*** Opening Data to use ***

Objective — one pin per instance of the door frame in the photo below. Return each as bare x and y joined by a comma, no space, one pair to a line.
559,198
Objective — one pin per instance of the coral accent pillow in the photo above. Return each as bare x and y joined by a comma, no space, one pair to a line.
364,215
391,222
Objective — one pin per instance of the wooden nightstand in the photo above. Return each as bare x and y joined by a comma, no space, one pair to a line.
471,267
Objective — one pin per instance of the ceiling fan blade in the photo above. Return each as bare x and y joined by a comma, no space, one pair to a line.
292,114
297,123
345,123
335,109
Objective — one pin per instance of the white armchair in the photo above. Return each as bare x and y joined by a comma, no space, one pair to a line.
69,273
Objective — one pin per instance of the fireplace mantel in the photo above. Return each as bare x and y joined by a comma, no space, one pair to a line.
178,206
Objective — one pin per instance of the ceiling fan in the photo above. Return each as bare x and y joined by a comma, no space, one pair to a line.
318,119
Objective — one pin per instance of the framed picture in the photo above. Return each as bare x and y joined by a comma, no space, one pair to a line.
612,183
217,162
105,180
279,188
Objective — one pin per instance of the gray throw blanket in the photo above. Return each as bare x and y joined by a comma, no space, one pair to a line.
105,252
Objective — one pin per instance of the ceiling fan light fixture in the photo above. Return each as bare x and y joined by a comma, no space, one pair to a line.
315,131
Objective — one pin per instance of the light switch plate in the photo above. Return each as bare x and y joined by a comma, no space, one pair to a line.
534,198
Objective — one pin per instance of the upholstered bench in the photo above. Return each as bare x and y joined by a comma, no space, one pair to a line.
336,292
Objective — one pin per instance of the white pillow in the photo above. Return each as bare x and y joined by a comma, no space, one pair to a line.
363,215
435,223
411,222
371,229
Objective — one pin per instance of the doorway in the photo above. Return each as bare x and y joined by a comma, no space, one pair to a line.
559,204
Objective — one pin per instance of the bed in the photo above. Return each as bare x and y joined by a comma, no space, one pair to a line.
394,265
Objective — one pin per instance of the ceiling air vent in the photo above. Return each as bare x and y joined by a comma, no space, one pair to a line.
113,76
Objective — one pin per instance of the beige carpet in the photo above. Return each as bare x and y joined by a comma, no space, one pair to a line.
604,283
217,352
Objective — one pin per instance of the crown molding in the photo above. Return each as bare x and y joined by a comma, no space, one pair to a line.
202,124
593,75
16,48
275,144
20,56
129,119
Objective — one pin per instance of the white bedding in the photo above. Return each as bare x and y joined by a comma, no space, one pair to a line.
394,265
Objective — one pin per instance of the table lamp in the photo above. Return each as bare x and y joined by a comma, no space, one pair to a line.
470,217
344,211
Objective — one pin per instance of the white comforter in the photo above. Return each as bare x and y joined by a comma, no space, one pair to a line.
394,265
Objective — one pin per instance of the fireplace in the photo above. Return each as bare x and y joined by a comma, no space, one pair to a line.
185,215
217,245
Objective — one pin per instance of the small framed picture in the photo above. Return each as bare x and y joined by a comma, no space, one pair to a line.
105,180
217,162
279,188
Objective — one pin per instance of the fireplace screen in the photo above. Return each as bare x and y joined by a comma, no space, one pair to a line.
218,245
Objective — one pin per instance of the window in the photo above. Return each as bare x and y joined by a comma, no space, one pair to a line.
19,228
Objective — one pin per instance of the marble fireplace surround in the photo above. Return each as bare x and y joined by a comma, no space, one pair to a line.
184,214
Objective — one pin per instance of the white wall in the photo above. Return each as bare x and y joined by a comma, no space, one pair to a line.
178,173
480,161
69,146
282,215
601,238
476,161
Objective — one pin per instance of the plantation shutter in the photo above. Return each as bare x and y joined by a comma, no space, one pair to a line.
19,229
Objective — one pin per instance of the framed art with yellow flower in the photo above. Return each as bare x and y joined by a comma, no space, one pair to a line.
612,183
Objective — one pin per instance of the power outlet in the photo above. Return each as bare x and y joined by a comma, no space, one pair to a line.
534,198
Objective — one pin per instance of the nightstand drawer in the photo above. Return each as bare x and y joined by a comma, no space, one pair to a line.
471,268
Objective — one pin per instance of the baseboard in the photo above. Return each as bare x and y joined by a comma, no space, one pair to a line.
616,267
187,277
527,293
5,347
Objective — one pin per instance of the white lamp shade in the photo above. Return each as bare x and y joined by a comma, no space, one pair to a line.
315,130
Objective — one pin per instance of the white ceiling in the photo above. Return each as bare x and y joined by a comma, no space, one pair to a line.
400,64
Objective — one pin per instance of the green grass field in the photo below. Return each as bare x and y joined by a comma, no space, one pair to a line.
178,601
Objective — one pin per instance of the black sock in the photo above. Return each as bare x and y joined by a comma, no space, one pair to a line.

*** Closing Data to use ***

Since the material above must be kept intact, output it exactly as it is.

Result of this exercise:
Objective — one pin per instance of the door frame in the photo below. Return each as bare x and y joined by a comma, no space, one pair to a line.
559,198
Objective — one pin per instance of the coral accent pillow in the photo above. Return each as bare x and y joined by a comma, no space, one pair to a line.
364,215
391,222
Objective — one pin per instance of the wooden nightstand in the photo above. Return each as bare x and y joined by a comma, no space, one pair to a line.
471,267
Objective — one pin per instance of the ceiling fan blade in the photo above. Return each as bare x and y joined by a comma, no space, one pair to a line.
292,114
297,123
345,123
335,109
Objective — one pin per instance of the white armchair in the photo above. Return each as bare x and y joined by a comma, no space, one pair to a line.
69,273
Objective — one pin per instance of the fireplace mantel in the photo above. Return each as bare x and y joined by a comma, no space, one pair to a line.
178,206
Objective — one pin per instance of the ceiling fan in the photo above. Return each as bare x and y joined by a comma, no space, one pair to a line.
318,119
Objective — one pin per instance of the framed picture in the photo above. Return each as bare x and y joined by a comma, no space, one pair to a line.
612,183
217,162
105,180
279,188
Objective — one pin per instance of the gray throw blanket in the photo above. Return each as bare x and y joined by a comma, no space, one pair to a line.
105,252
Objective — one pin per instance of the ceiling fan light fixture in the photo above. Return each as bare x and y joined by a comma, no space, one pair to a line.
315,131
Objective — one pin per instance of the light switch plate in the photo above. Return each as bare x and y joined by a comma, no space, one pair to a line.
534,198
Objective — one pin per instance of the upholstered bench in the photo above. Return each as bare x and y joined by a comma, no space, one pair to a line.
336,292
Objective — one pin per instance of the white pillow in the photo above. Return each as bare x and y joined by a comma, no space, one pair to a line.
363,215
435,223
411,222
371,229
Objective — one pin per instance of the doorway in the photo above. Return each as bare x and y joined by a comma, no space, one pair to a line.
559,204
Objective — one pin per instance of the bed in the photo above. Return each as bare x and y joined by a comma, no space, one pair to a line.
394,265
Objective — one pin per instance of the ceiling air vent in the photo above. Return each as bare x and y joined by a comma, no space, one pair to a line.
113,76
Objective — one pin per instance of the beige carpet in the photo above. Return each as bare x and y joined by a comma, no space, one pair to a line.
604,283
217,352
Objective — one pin per instance of the crown molding in the photo above. Return each as bare x and y joined by a comma, no space, one pair to a line.
202,124
593,75
16,48
275,144
20,56
129,119
Objective — one pin per instance of the white bedding in the photo above. Return each as bare x and y joined by a comma, no space, one pair to a line.
394,265
Objective — one pin per instance of the table lamp in the photo above. Return each as bare x and y joined by a comma, no space, one pair to a line.
470,217
344,211
Objective — one pin per instance of the white comforter in the photo above. Return each as bare x and y joined by a comma, no space, one pair to a line.
394,265
Objective — one pin per instance of the fireplace in the photo above. Return each as bare x and y joined by a comma, no space, one pair to a line.
185,215
217,245
Objective — one pin per instance of the small framed picture in the photo above. Return each as bare x and y joined by a comma, no space, one pair to a line.
105,180
217,162
279,188
Objective — one pin per instance of the fireplace screen in the photo above. Return each as bare x and y joined by a comma, no space, one pair to a line.
218,245
Objective — one pin per instance of the window in the photo above. Return each as bare x and y joined by a comma, no space, one pair to a line.
19,228
Objective — one pin per instance of the marble fireplace surround in the photo above. Return each as bare x and y joined by a comma, no space, one pair to a line.
184,214
Objective — one pin per instance of the white wall in the photo above. Return each as bare x and y joined by a comma, no space, one pair to a line.
178,173
480,161
69,146
282,215
601,238
476,161
Objective — one pin per instance of the plantation shutter in the photo above. Return each as bare x and y joined by a comma, no space, one pair to a line.
19,229
Objective — one pin per instance of the framed art with yellow flower in the photo above. Return each as bare x and y joined by a comma, no space, one pair to a line.
612,183
Objective — one pin per instance of the power outlet in the photo above. Return each as bare x and y joined by a comma, no space, one pair to a line.
534,198
Objective — one pin per instance of the nightstand drawer in the photo above. Return each as bare x and y joined by a comma, no space, one pair to a line.
471,268
Objective — one pin per instance of the baseboard in the photo above. Return each as bare x and y joined by a comma, no space, one pair to a line.
616,267
187,277
527,293
5,347
Objective — one pin per instance of the white lamp shade in the photo above. Return each as bare x and y joined by a comma, no space, one pair to a line.
315,130
Objective — one pin per instance of the white ceiling in the photo above. Return each as bare x and y joined by a comma, no space, one pair to a line.
400,64
Objective — one pin per instance of the green grass field in the photo below. Return each as bare x and y joined by a comma, no space, one pair to a line.
178,601
Objective — one pin per instance of the black sock in the photo above. Return each as bare x and y joined by a comma, no space, one pair to a line.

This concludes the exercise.